Extract to read:
***
Last week I wrote about an issue that is top of mind for a whole lot of people in the industry, inflation. Today, I’m writing about an issue that is not top of mind but should be, population growth and aging. The structure of the population is at the heart of both supply and demand. But we often take them for granted until they become a problem.

To use another metaphor, population aging and growth is like a subtle, nagging source of stress that eats at you day-after-day until it just becomes too much. The time for “too much” was before the pandemic if you can remember that. Traffic was sluggish and our clients had questions. Where is it going? Why? Is it me? Our response was something like “We are in a take-share environment” or “Hey, maybe we built too many restaurants”.

The U.S. Census projects that consumers in their prime spending years (18 to 64) are going to shrink as a proportion of the population from 52.4% in 2016 to 49.5% by the end of this decade. This seems like a small difference. But as Baby Boomers continue to age, they are driving the proportion of the population ages 65+ from 17.2% to 23.2% over the same period.
***
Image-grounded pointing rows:

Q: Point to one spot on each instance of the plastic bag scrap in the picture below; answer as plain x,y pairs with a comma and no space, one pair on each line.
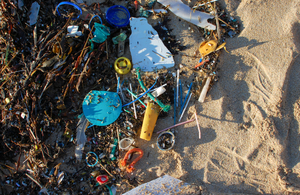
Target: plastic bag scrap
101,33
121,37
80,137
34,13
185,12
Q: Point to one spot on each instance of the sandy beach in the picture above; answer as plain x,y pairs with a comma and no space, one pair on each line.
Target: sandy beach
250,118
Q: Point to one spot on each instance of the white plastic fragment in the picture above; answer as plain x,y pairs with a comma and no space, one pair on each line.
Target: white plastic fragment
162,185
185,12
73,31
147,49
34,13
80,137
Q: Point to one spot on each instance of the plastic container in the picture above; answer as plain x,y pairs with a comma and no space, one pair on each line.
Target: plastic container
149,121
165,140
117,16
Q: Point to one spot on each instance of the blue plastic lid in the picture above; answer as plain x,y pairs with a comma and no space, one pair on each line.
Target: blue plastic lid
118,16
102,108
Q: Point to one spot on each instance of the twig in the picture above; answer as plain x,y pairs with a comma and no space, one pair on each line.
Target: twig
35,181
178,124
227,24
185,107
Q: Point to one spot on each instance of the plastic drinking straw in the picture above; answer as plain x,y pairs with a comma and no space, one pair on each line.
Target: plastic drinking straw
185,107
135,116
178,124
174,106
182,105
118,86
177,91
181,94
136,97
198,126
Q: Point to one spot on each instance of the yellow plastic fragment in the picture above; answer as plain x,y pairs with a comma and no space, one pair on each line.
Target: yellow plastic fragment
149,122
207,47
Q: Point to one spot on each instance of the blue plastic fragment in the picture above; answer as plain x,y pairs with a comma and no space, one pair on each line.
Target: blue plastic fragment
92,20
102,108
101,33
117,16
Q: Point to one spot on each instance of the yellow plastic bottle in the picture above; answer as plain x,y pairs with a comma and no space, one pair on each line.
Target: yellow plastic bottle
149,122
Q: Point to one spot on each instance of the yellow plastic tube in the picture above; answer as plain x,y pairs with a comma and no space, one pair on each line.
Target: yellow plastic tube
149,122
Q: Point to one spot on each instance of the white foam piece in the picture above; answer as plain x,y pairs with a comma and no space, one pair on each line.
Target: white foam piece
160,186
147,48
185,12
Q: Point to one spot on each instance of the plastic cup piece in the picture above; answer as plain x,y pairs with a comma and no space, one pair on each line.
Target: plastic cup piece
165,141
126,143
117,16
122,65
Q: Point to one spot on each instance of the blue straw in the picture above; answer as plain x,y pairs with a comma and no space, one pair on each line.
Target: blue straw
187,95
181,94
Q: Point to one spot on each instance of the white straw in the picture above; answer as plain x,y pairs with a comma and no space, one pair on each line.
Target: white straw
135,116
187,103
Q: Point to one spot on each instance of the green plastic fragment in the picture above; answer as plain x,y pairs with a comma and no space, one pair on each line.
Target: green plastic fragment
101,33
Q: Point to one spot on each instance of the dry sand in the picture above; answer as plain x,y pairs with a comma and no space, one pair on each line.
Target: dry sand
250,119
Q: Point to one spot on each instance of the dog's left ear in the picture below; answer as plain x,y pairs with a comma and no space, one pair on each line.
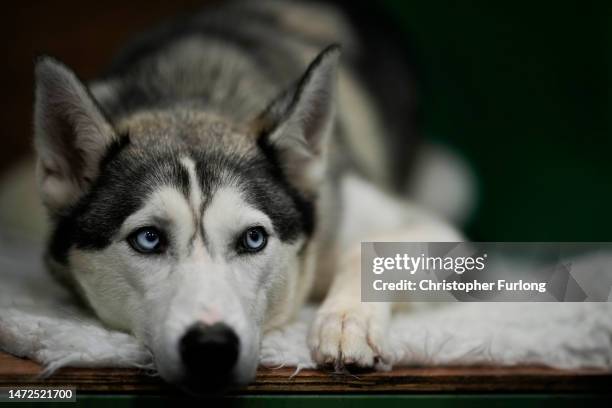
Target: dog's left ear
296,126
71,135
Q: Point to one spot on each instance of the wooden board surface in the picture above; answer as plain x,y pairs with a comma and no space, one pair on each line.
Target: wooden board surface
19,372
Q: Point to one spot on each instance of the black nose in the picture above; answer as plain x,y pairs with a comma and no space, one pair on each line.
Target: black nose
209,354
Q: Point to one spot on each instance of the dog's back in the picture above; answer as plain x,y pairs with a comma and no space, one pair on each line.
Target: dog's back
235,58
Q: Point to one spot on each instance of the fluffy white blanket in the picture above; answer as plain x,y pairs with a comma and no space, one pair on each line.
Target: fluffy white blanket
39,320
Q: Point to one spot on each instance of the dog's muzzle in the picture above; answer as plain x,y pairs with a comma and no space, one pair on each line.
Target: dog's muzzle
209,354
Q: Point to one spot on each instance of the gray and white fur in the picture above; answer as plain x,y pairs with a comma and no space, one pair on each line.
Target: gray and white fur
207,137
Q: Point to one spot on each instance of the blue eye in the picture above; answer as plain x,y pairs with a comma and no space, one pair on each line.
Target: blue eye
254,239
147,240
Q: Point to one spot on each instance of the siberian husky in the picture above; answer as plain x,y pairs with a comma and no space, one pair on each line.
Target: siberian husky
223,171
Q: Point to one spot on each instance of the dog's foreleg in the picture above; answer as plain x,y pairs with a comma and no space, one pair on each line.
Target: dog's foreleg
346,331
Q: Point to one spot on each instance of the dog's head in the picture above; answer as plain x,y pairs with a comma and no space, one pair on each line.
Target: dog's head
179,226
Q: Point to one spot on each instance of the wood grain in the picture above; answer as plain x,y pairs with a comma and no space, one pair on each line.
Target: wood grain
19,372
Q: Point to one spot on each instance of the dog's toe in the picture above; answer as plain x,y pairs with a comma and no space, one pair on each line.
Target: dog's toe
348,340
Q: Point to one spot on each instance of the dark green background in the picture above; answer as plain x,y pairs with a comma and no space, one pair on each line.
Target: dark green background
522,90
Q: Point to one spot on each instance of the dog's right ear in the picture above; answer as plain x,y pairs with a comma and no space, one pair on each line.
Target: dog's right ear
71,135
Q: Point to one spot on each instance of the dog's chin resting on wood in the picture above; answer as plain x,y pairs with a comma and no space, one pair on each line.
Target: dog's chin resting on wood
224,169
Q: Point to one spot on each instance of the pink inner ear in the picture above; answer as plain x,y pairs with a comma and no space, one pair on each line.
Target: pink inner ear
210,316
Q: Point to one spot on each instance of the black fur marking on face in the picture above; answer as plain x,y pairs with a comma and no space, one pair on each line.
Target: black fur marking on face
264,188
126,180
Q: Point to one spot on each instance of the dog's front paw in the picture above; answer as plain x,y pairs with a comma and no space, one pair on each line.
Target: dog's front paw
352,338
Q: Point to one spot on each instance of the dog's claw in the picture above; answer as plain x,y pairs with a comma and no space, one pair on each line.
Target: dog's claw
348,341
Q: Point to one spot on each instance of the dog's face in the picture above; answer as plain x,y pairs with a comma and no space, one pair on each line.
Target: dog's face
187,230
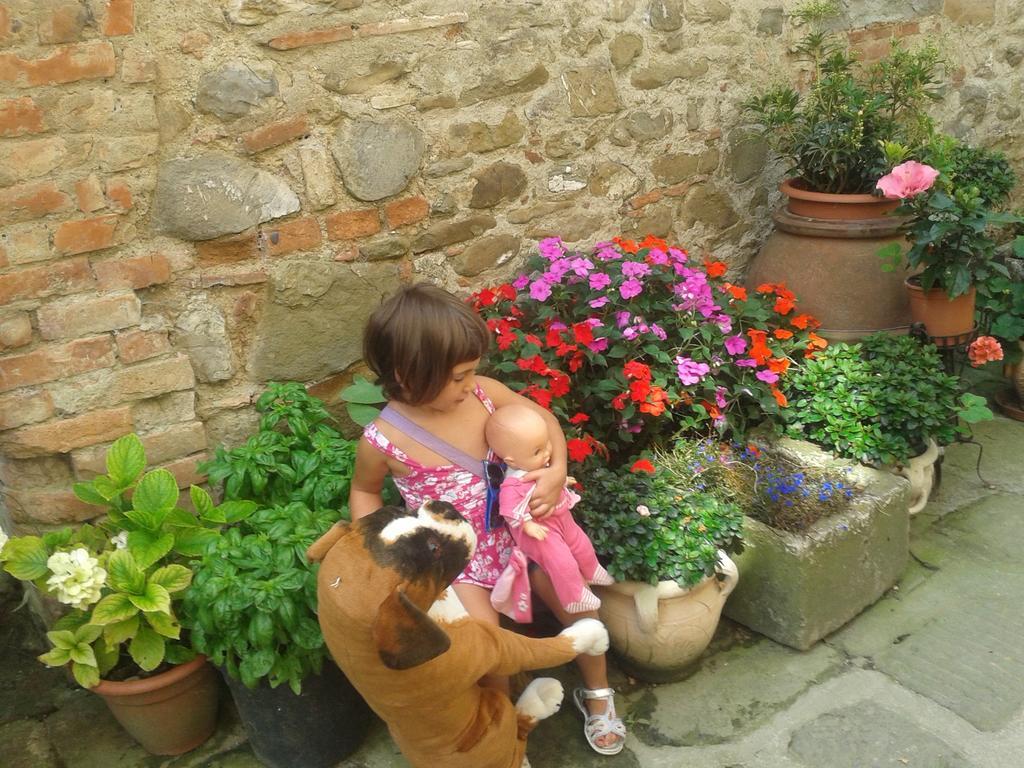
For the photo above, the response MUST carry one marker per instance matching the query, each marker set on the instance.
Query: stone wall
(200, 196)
***
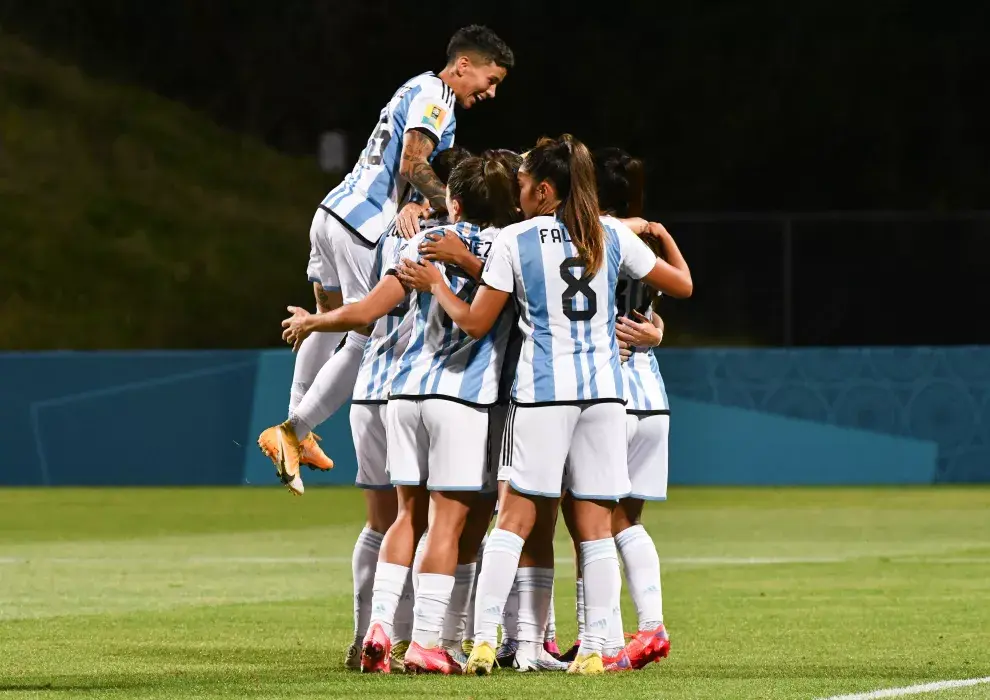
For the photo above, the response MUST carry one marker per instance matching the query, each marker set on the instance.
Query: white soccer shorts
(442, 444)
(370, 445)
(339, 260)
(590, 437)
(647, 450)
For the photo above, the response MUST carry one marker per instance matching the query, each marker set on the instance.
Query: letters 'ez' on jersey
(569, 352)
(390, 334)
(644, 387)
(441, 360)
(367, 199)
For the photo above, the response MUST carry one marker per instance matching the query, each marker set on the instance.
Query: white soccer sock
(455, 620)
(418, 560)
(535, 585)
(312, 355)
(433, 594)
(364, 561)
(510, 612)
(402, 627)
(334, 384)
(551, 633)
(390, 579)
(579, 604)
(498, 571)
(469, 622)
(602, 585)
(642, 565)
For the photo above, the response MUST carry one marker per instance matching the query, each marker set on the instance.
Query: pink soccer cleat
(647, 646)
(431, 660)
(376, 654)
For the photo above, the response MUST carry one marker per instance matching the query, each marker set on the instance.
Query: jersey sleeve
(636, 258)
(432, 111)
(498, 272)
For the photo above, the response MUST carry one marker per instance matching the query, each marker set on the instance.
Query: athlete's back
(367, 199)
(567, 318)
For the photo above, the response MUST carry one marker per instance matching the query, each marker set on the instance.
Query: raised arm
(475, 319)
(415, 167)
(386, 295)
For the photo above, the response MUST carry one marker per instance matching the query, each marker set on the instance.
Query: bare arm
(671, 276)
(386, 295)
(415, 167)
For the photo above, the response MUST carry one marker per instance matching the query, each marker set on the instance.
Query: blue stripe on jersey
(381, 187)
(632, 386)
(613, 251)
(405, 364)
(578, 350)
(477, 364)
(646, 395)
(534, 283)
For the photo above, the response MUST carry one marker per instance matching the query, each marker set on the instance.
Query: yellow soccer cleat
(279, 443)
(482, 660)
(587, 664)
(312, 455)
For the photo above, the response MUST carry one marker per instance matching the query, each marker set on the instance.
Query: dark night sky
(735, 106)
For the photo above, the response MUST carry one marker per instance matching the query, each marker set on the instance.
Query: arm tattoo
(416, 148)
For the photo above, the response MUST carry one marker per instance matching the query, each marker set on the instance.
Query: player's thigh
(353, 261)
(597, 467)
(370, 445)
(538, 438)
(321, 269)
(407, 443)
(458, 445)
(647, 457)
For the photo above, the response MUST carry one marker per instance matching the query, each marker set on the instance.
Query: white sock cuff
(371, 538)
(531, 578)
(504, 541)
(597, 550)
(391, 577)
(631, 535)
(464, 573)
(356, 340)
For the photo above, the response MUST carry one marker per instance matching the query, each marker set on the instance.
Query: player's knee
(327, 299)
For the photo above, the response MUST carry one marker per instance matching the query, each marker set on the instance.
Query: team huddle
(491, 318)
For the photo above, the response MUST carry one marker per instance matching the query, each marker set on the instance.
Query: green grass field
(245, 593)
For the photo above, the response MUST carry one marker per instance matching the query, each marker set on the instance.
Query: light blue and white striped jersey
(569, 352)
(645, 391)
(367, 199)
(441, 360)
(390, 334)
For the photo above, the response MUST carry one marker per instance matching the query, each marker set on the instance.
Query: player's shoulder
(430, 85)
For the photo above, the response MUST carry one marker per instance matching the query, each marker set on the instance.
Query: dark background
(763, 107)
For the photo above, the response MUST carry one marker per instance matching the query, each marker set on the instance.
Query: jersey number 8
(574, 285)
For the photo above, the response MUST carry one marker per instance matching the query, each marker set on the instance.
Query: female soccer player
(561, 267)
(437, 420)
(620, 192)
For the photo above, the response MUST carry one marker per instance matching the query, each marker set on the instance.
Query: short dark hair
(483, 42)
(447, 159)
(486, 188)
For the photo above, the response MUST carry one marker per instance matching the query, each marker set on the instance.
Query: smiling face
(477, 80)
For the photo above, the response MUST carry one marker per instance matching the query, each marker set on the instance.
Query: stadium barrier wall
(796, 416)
***
What you will do:
a - In the piece on population aging, what age range is given for consumers in their prime spending years?
b - Carry on the piece on population aging, picking up after its last sentence.

Task-by-task outputs:
a - 18 to 64

b -
Baby Boomers were crucial to the growth of this industry but now they are doing what they always said they would not do. They are acting like their parents and dining out less and less. Today, the Boomer’s average spend per visit is roughly the same as their older generational neighbors, the Matures; both now spend 23% less than middle-aged consumers – restaurants’ biggest spenders. 

If you couple this with population growth slowing to a trickle this past year (.1%). then we have serious reasons to reconsider our growth expectations year-over-year. It is likely not just inflation that is making last year’s industry performance hard to beat. In fact, when we back inflation out of the restaurant industry’s growth story the industry saw about 12% total growth (inflation adjusted) in the decade before the pandemic, compared to 9% overall growth in the population. A big chunk of that growth was simply just more people to feed. Today that structural advantage is gone.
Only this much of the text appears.